Aufgabe
Gib die Zeilen vom Anfang bis einschließlich der Zeile mit „top-left (201, 220), bottom-right (379, 294)“ als Markdown-Tabelle mit den Spalten „Nr“ und „Inhalt“ aus und lass leere Zeilen weg. Bilder gehören nicht in die Antwort.

***** Vorliegende Zeilen

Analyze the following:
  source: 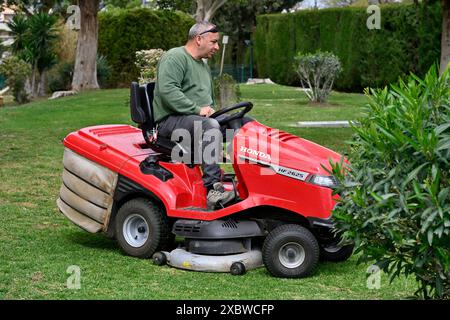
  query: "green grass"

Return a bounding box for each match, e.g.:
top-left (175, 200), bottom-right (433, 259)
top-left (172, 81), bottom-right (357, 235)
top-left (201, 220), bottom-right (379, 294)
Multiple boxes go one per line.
top-left (0, 85), bottom-right (415, 299)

**********

Lösung
| Nr | Inhalt |
|---|---|
| 1 | Analyze the following: |
| 2 |   source:  |
| 3 |   query: "green grass" |
| 4 | Return a bounding box for each match, e.g.: |
| 5 | top-left (175, 200), bottom-right (433, 259) |
| 6 | top-left (172, 81), bottom-right (357, 235) |
| 7 | top-left (201, 220), bottom-right (379, 294) |